Input material
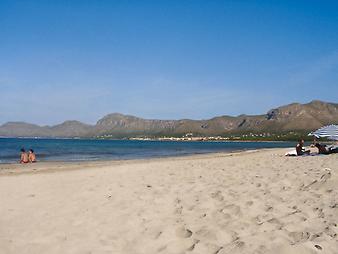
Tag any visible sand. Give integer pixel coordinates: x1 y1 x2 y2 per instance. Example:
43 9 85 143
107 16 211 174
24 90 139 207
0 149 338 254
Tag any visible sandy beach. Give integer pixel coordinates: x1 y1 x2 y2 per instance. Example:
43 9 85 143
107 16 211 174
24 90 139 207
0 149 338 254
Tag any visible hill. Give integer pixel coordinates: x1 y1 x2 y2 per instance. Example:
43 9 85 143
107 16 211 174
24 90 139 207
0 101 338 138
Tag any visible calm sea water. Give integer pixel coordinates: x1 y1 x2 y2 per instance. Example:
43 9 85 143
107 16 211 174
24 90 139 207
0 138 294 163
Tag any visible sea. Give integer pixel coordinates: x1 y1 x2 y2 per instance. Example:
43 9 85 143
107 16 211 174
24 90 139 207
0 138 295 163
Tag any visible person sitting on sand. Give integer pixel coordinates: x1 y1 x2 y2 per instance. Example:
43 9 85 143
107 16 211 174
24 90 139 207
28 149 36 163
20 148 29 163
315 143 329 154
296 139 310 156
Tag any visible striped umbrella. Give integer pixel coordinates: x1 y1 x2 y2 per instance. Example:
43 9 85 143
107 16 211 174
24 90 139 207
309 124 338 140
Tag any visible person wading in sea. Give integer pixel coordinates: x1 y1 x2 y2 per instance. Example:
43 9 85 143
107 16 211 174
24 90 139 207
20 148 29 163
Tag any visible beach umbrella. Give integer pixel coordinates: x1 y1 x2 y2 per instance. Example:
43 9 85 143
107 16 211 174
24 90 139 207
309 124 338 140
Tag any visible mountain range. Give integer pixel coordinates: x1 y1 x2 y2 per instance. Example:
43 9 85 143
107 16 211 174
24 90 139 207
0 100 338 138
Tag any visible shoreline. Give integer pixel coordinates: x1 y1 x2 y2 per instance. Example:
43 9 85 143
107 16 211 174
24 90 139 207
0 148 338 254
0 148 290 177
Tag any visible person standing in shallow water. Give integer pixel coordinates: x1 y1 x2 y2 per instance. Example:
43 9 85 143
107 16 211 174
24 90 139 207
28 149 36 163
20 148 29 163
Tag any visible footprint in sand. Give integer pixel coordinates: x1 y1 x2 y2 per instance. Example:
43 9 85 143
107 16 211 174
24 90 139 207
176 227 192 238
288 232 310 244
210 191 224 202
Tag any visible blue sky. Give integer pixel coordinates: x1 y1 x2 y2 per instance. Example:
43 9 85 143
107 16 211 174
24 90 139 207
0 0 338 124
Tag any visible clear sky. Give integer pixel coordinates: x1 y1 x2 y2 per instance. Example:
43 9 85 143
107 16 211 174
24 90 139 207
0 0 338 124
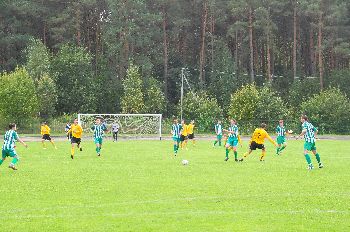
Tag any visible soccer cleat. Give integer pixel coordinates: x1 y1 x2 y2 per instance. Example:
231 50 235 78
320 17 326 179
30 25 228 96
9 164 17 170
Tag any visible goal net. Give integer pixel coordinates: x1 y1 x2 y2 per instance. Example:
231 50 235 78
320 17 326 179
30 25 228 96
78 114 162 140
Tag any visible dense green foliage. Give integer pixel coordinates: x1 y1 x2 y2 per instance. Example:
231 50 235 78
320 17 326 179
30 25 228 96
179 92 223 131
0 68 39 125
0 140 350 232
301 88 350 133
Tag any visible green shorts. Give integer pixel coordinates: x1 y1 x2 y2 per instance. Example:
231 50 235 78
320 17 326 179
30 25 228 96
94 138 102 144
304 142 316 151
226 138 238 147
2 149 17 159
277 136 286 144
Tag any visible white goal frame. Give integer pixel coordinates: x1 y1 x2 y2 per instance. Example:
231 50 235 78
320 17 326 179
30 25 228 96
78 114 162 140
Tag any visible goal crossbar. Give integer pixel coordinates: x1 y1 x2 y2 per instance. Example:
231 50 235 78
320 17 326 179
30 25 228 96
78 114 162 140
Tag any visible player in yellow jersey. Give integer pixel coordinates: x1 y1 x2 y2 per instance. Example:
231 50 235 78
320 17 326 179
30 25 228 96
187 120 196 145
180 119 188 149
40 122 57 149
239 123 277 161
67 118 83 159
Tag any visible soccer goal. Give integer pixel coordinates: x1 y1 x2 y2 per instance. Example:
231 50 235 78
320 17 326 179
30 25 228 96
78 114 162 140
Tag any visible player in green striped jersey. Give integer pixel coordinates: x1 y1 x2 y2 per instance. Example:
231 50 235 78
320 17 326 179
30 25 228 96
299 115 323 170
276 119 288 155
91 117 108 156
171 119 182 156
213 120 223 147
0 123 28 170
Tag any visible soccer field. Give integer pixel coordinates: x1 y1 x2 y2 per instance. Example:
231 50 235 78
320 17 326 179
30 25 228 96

Your objective
Pull out every line above word for word, and leave the pictures out.

Complete output
Tag any visible sand. Give integer pixel coordinates: x1 y1 x2 y2 per instance. Example:
43 9 85 143
107 16 211 174
24 90 139 207
0 149 338 254
Tag any visible sandy beach. Give integer pixel coordinates: x1 y1 x2 y2 per instance. Example:
43 9 85 143
107 16 211 174
24 90 139 207
0 149 338 254
Tag any visible hill. Give integer pixel coordinates: x1 y1 x2 y2 per instance. Example:
43 9 85 143
107 16 211 174
24 90 139 207
0 101 338 138
Tag any visible calm sea water. Give integer pixel coordinates: x1 y1 x2 y2 per instance. Example:
43 9 85 143
107 16 211 174
24 90 139 207
0 138 294 163
Tag any visible sea. Give integer pixel coordinates: x1 y1 x2 y2 per instance. Example:
43 9 85 143
107 16 211 174
24 90 139 207
0 138 295 163
Tag any visible person sitting on sand. Give integer pixel coordinates: x1 y1 x2 y2 per instance. Example:
43 9 85 143
107 16 211 174
24 90 139 207
28 149 36 163
20 148 29 163
315 143 329 154
296 139 310 156
Tag any visible striped umbrella. Give integer pixel coordinates: x1 y1 x2 y2 per instance. Example:
43 9 85 143
107 16 211 174
24 90 139 207
309 124 338 140
Tag any visible person wading in sea. Give integer pixel coordinates: x1 y1 x2 y2 per instance. Example:
43 9 85 143
107 16 211 174
24 90 139 207
20 148 29 163
Tag any visible beach umbrella. Give integer pixel coordinates: x1 y1 x2 y2 per instance. Example:
43 9 85 143
107 16 211 174
24 90 139 207
309 124 338 140
Tag any visible mountain range. Give integer pixel coordinates: x1 y1 x2 y2 per instance. Example:
43 9 85 143
107 16 211 174
24 90 139 207
0 100 338 138
Tag any visible shoreline. Give integer pixel coordinates: x1 y1 x2 y2 per instance. Example:
43 9 85 143
107 16 211 174
24 90 139 207
0 148 338 254
0 148 290 177
Tag any visible person standing in shallow water. Give integer pixel coordinates: x1 y1 x2 y2 per instance. Example:
43 9 85 143
107 16 211 174
24 90 139 207
28 149 36 163
20 148 29 163
Tag any visible footprint in sand. Give integer pixel coordinates: x1 y1 x2 y2 per instance. Example:
43 9 85 143
107 16 211 174
24 90 139 207
176 227 192 238
288 232 310 244
210 191 224 202
Tag any visible blue sky. Give integer pixel coordinates: x1 y1 x2 y2 per instance. Example:
43 9 85 143
107 16 211 174
24 90 139 207
0 0 338 124
Tag any visible clear sky. Give integer pixel coordinates: x1 y1 x2 y2 per instance. Example:
43 9 85 143
107 16 211 174
24 90 139 207
0 0 338 124
Tag any visible soccer cleat. Give integer pixel coordinates: x1 y1 x2 y2 per instance. Example:
231 50 235 78
320 17 326 179
30 25 228 96
9 164 17 170
Tag any visible goal net. Give integer pixel coordinates: x1 y1 x2 y2 per instance. Example:
231 50 235 78
320 17 326 179
30 25 228 96
78 114 162 140
Tag any visible dense green foliage. Give integer pixel coordinates: x1 y1 x2 y2 per instance. Example:
231 50 235 78
320 17 326 179
30 25 228 96
179 92 223 131
0 68 39 125
0 140 350 232
301 88 350 133
Tag any visible green shorts. Give integer pixel coordinates: x1 y1 x2 y2 per instance. Example:
231 50 235 78
320 17 326 179
30 25 228 96
94 138 102 144
304 142 316 151
226 138 238 147
2 149 17 159
277 136 286 144
Tag any visible white goal frame. Give integer pixel coordinates: x1 y1 x2 y2 per instance. Example:
231 50 235 78
320 17 326 179
30 25 228 96
78 114 162 140
Tag any visible goal crossbar. Give integer pixel coordinates: x1 y1 x2 y2 per instance. Example:
231 50 235 78
320 17 326 179
30 25 228 96
78 114 162 140
Tag any visible player in yellow jersey. Give integer pixel coordinates: x1 y1 x2 y2 per instance. Example:
231 50 235 78
320 17 326 179
30 25 228 96
187 120 196 145
180 119 188 149
40 122 57 149
239 123 277 161
67 118 83 159
Tag any visible soccer goal. Give integer pixel coordinates: x1 y1 x2 y2 per instance. Example:
231 50 235 78
320 17 326 179
30 25 228 96
78 114 162 140
Tag any visible player in green striped jersey. Give integer pixel coordinates: x1 y1 x2 y2 per instance. Example:
231 50 235 78
320 17 326 179
30 25 228 96
299 115 323 170
276 119 288 155
91 117 108 156
171 119 182 156
213 120 223 147
0 123 28 170
Tag any visible soccer field. Give integer pixel coordinates: x1 y1 x2 y2 per instance. Example:
231 50 235 78
320 17 326 179
30 25 228 96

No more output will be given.